> _What to produce_: Exactly reproduce each entry, leaving out nothing.
▬▬▬
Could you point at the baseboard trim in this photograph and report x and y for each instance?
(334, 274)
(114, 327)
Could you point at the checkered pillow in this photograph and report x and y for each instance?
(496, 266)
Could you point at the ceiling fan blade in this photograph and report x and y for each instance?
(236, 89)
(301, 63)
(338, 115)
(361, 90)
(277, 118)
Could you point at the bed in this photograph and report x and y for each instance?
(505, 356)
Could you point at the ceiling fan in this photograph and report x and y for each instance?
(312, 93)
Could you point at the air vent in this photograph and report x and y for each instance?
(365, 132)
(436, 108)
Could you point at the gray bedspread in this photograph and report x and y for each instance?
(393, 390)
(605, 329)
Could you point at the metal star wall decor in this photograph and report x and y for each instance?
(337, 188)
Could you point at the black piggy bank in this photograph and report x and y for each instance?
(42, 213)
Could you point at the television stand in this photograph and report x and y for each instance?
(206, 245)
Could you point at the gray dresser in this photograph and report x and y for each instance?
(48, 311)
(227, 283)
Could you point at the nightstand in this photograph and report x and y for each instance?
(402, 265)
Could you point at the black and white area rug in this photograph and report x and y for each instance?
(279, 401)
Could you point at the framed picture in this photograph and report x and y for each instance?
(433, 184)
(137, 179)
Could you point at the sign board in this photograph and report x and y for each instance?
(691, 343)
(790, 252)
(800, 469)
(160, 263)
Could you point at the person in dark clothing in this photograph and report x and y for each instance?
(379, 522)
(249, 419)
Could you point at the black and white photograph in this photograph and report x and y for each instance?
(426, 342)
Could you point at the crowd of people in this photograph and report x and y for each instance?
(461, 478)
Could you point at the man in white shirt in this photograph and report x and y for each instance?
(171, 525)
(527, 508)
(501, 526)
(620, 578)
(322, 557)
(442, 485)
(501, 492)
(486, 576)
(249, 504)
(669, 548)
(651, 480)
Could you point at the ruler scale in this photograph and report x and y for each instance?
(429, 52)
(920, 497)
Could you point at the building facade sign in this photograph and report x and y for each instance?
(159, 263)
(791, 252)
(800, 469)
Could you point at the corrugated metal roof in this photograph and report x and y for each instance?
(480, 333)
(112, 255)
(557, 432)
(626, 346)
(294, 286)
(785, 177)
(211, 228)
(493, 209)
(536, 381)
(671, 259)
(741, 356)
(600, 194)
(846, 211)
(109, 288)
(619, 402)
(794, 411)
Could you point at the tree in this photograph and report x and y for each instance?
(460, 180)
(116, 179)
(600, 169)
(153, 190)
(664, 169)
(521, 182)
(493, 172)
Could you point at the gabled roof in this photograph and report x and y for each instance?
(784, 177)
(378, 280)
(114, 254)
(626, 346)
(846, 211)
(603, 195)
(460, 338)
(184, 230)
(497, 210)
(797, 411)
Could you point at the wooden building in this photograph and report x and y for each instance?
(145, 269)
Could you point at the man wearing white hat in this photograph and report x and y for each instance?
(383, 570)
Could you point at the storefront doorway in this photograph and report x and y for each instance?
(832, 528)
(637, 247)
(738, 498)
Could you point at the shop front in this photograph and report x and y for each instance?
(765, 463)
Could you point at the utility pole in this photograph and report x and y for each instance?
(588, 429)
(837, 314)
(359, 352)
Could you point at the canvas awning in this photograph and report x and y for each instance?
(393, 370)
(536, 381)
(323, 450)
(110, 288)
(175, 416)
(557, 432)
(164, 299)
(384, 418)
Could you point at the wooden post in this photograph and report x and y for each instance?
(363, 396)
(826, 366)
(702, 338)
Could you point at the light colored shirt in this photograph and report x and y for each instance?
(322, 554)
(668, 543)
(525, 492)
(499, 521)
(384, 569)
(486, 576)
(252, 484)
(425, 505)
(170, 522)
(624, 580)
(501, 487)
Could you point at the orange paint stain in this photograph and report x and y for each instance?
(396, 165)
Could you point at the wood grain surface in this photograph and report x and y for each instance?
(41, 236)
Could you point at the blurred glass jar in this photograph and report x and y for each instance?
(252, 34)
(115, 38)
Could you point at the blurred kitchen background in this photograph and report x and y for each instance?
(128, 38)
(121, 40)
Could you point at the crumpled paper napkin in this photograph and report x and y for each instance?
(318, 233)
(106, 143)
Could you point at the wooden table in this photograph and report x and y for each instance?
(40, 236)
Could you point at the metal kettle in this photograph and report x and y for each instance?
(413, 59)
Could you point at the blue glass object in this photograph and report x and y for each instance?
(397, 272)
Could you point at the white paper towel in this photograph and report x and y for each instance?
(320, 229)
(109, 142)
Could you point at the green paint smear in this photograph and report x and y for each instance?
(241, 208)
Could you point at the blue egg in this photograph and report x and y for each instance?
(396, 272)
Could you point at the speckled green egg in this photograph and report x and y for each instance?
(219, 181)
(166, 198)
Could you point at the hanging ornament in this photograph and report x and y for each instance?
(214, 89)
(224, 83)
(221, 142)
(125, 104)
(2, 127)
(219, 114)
▬▬▬
> _Task answer_:
Could you point at the baseboard trim in this photograph and report x and y for each instance?
(334, 274)
(114, 327)
Could you point at the checkered pillow in this photograph and report x and y for each instance?
(496, 266)
Could you point at the ceiling fan blade in this photograph and report x and y for each instance?
(236, 89)
(301, 63)
(338, 115)
(361, 90)
(277, 118)
Could you point at the bed in this photograph and report x and y for each instance?
(505, 356)
Could you point at the ceiling fan in this photograph and report x and y for each instance?
(312, 93)
Could you point at the air vent in this photograph and report x and y for each instance?
(365, 132)
(436, 108)
Could you point at the gray bedspread in this photograph and report x and y for each instance?
(393, 390)
(605, 329)
Could you point at the metal star wall decor in this photograph and report x and y for each instance?
(337, 188)
Could you point at the black piggy bank in this photograph and report x and y for each instance?
(42, 213)
Could you point at the television stand in this photograph and report x and y for each instance?
(206, 245)
Could you point at the gray dresser in this photograph and report x and y for each instance?
(48, 311)
(227, 283)
Could you point at the nightstand in this photograph and report x and y for each instance?
(402, 265)
Could you point at the black and white area rug in this photograph and report x and y for each instance?
(279, 401)
Could you point at the framed picture in this photograph and report x and y for each instance?
(433, 184)
(137, 179)
Could you point at the sign board in this photograph and report x and y for each instance?
(691, 343)
(790, 252)
(800, 469)
(160, 263)
Could you point at the person in dark clothing in this photograph and report x and y for each instance?
(379, 522)
(249, 419)
Could you point at the black and white photograph in this photograph and report x and y for each instance?
(426, 342)
Could you point at the crowd of people in this photograph and report x and y for each instance?
(461, 478)
Could you point at the man in white shirt in this photograph and report x and y for each instance?
(171, 525)
(527, 508)
(501, 526)
(620, 578)
(322, 557)
(442, 485)
(501, 492)
(486, 576)
(249, 504)
(669, 548)
(651, 480)
Could you point at the ruler scale in this photograph and report x and y for each instance?
(429, 52)
(920, 497)
Could you point at the building facade sign in this photograph and report x and y for each instance?
(159, 263)
(791, 252)
(800, 469)
Could you point at the corrugated metal roof in this photograph and report x and y for each instance?
(480, 333)
(112, 255)
(557, 432)
(626, 346)
(294, 286)
(785, 177)
(211, 228)
(493, 209)
(536, 381)
(671, 259)
(741, 356)
(600, 194)
(846, 211)
(109, 288)
(619, 402)
(794, 411)
Could you point at the tree in this photograph and report x and y for each instance?
(460, 180)
(116, 179)
(600, 169)
(153, 190)
(664, 169)
(521, 182)
(493, 172)
Could you point at the gabled roof in this photograph and report x and y for each instance?
(784, 177)
(378, 280)
(114, 254)
(626, 346)
(846, 211)
(603, 195)
(460, 338)
(184, 230)
(497, 210)
(797, 411)
Could you point at the wooden building in this photograph and report x and y for each instance?
(145, 269)
Could you point at the man wearing white hat in this photograph and report x and y for each instance?
(383, 570)
Could you point at the storefront doorway in this photograph and report x and y for each instance?
(832, 528)
(637, 247)
(738, 498)
Could you point at the shop front in this photograph and report x and y for each instance?
(765, 463)
Could you point at the utility pole in this photograph and report x and y for each instance?
(588, 429)
(837, 314)
(359, 352)
Could you point at the canvas awning in this photograph and report x and y for each instance?
(393, 370)
(536, 381)
(323, 450)
(110, 288)
(175, 416)
(557, 432)
(164, 299)
(384, 418)
Could you point at the wooden post in this photograph and report x and y for each instance?
(363, 396)
(826, 366)
(702, 338)
Could you point at the light colored shirt in this photograph and report x and y for each instance?
(322, 554)
(668, 543)
(525, 492)
(499, 521)
(384, 569)
(486, 576)
(252, 484)
(425, 505)
(170, 522)
(624, 580)
(501, 487)
Could you point at the orange paint stain in this photograph and report x and y for each instance?
(396, 165)
Could you point at the wood grain surface in this photograph and report x and y for each instance?
(41, 236)
Could you point at the blurred glass jar in this photograph and report x and y for each instance?
(252, 34)
(115, 38)
Could you point at the blurred kitchen background in this photograph and report x and y for each instance?
(128, 38)
(121, 40)
Could you point at the crumpled paper napkin in this photograph and report x and y for each instance?
(318, 233)
(106, 143)
Could you point at the wooden table in this photograph and report x and y for each instance?
(40, 236)
Could you point at the metal kettle in this photograph and report x and y for each instance?
(413, 59)
Could you point at the blue glass object in this photograph and report x and y for each instance?
(397, 272)
Could you point at the white paper towel in this photograph and report x and y for each instance?
(320, 229)
(109, 142)
Could you point at the green paint smear in this photograph and report x and y for each instance?
(241, 208)
Could you point at the blue egg in this photograph and report x and y for each instance?
(396, 272)
Could you point at the speckled green egg in this photograph and report x and y for each instance?
(219, 181)
(166, 198)
Could you point at the hanging ornament in this photograph and report x and y for each instance?
(214, 89)
(224, 83)
(221, 142)
(125, 104)
(2, 127)
(219, 114)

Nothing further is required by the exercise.